▶ Consigne 1
Selon l'article sur les médecines traditionnelles, quelle part de la population des pays en développement y a recours ?
▶ Consigne 2
Écrivez la suite de l'article sur les médecines traditionnelles en reprenant après sa dernière phrase.

▶ Extrait
——————

Les médecines traditionnelles au banc d’essai

10 janvier 2003

L’OMS a lancé sa première « stratégie mondiale » pour évaluer l’innocuité et l’efficacité des médecines populaires ou traditionnelles. Et pour éventuellement favoriser et harmoniser leur développement. Dans les pays en développement, plus de 80% de la population y a recours !

Pourtant, ces pratiques ne sont pas réservées aux pays défavorisés. Elles remportent également un franc succès dans les pays industrialisés. En France, trois personnes sur quatre y ont déjà eu recours. Le Canada compterait 70% d’adeptes, l’Australie 48% et les Etats-Unis, 42%. Autre exemple tout aussi évocateur : en Allemagne, 77% des services traitant la douleur proposent l’acupuncture – d’ailleurs reconnue en France aussi – dans la panoplie des soins disponibles. « La médecine traditionnelle peut être victime aussi bien d’un enthousiasme dénué d’esprit critique que d’un scepticisme mal informé » résume le Dr Yasuhiro Suzuki, Directeur exécutif de l’OMS. « Notre stratégie a pour but de tirer profit de son véritable potentiel pour améliorer la santé et le bien-être du public. Tout en minimisant les risques liés à une mauvaise utilisation des remèdes ou une efficacité qui n’a pas été prouvée ».

La compilation de 12 études sur le recours aux médecines alternatives a montré des divergences considérables mais une seule constante : les médecines parallèles « montent ». Toutes les disciplines ont été étudiées, de l’hypnose à l’homéopathie en passant par les massages ou la phytothérapie. Même si elles coûtent cher, elles attirent le public. Il est plus préoccupant de noter qu’une proportion appréciable des utilisateurs n’en informe pas leur médecin traitant. Dans certaines circonstances, cette omission peut les exposer à des risques réels.

Ne pas confondre médicaments et compléments alimentaires

Et surtout, on doit se garder de toute confusion. Rien n’est plus dangereux que le « mélange des genres ». Le Conseil national de l’Ordre des pharmaciens vient ainsi de rappeler solennellement que le public « (ne doit pas pouvoir) accéder directement aux médicaments des laboratoires Arkopharma ». Jean Parrot, président du Conseil mais également de la Fédération internationale pharmaceutique (FIP) nous a expliqué le pourquoi de cette mise en garde. Car le Code de la Santé publique stipule que dans une officine, les médicaments doivent toujours être placés derrière le comptoir, hors de portée directe du public.

Or l’an passé les laboratoires Arkopharma – spécialisés dans les compléments alimentaires et la phytothérapie – ont obtenu des autorisations de mise sur le marché (AMM) pour deux spécialités à base de millepertuis : Arkogélules Millepertuis et Procalmil. Il s’agit de médicaments à part entière et comme tels, ils doivent être distribués sous couvert de la déontologie pharmaceutique. En outre, associés à d’autres traitements comme les antirétroviraux, les anti-vitamine K et la ciclosporine ils peuvent entraîner des accidents graves.

——————

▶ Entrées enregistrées
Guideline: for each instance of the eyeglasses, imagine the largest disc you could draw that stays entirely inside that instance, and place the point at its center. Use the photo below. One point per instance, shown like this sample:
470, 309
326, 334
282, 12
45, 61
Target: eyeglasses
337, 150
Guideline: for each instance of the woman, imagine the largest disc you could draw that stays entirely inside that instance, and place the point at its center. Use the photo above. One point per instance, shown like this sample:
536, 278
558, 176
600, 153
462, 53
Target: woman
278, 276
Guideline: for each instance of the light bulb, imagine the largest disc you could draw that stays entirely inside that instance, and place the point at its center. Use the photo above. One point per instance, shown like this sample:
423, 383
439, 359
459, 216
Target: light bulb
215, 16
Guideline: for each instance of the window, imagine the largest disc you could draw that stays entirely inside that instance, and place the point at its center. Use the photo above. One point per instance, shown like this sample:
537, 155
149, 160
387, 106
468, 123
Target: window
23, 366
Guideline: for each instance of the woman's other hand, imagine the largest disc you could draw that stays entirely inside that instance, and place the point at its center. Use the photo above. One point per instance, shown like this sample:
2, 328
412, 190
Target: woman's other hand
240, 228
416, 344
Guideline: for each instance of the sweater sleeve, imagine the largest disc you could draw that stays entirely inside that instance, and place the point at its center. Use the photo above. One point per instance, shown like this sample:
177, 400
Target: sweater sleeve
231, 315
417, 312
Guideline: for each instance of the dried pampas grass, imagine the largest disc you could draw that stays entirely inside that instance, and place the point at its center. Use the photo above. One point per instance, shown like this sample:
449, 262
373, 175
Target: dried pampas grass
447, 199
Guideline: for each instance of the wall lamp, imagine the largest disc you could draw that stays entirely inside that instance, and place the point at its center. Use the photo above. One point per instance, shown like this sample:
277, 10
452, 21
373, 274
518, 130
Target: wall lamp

——————

▶ Réponse rédigée 1
Plus de 80 % de la population y a recours.

▶ Réponse rédigée 2
Voilà pourquoi il est dangereux – et pas seulement anti-déontologique – de les mêler à des compléments alimentaires. Or d’après Jean Parrot, « ces deux spécialités se trouvent encore sur des présentoirs où elles sont mélangées avec des compléments alimentaires. Elles devraient normalement être derrière le comptoir, avec les autres médicaments. Elles ne doivent en aucun cas être en libre-service. Malheureusement je ne peux pas vous dire aujourd’hui si mes collègues ont fait le ménage dans leur officine, je n’en suis pas sûr. » Il appartient donc au public d’être particulièrement vigilant…

Quand la phytothérapie devient dangereuse…
Michael Ang-Lee, anesthésiste à l’Université de Chicago a recensé 8 plantes susceptibles de provoquer des conséquences post-opératoires aussi graves que des accidents vasculaires cérébraux (AVC) ! L’Echinacea, l’Ephedra, l’ail, le Ginko biloba, le Panax ginseng, le Kava Kava, le millepertuis et la valériane.

La consommation de Panax ginseng ou d’ail doit cesser une semaine avant l’intervention, pour éviter une hypoglycémie ou des hémorragies. Et si le millepertuis diminue l’effet de certains médicaments, l’Echinacea peut entraîner un déficit immunitaire. Ou une stimulation immunologique qui se traduira par des manifestations allergiques. Quant à l’éphédrine, son utilisation dans les 24 heures précédant une intervention entraîne des risques cardiaques ou cérébraux.

Les suppléments alimentaires sous la loupe !
Une enquête sur plus de 1 600 patients est menée aux Etats-Unis pour déterminer si certains suppléments alimentaires peuvent être utiles dans la prévention de l’arthrose. Pour la première fois, un essai contrôlé fondé sur des critères rigoureux va permettre de répondre à deux questions : « est-ce que cela marche ? » et « quel bénéfice le patient peut-il en retirer ? » Au total, 13 centres cliniques unissent leurs efforts pour évaluer deux substances – la chondroïtine et la glucosamine – préconisées dans la prévention de l’arthrose.

Le carotène en comprimés ? Sans intérêt !
Les petites pilules de carotène « qui préparent la peau au bronzage » ou « qui permettent de prévenir les cancers », c’est bien fini. Le Centre international OMS de Recherche contre le Cancer de Lyon met en garde, depuis plusieurs mois, « contre l’utilisation de compléments alimentaires dans le cadre de la prévention du cancer », déconseillant « la promotion des comprimés de caroténoïdes. »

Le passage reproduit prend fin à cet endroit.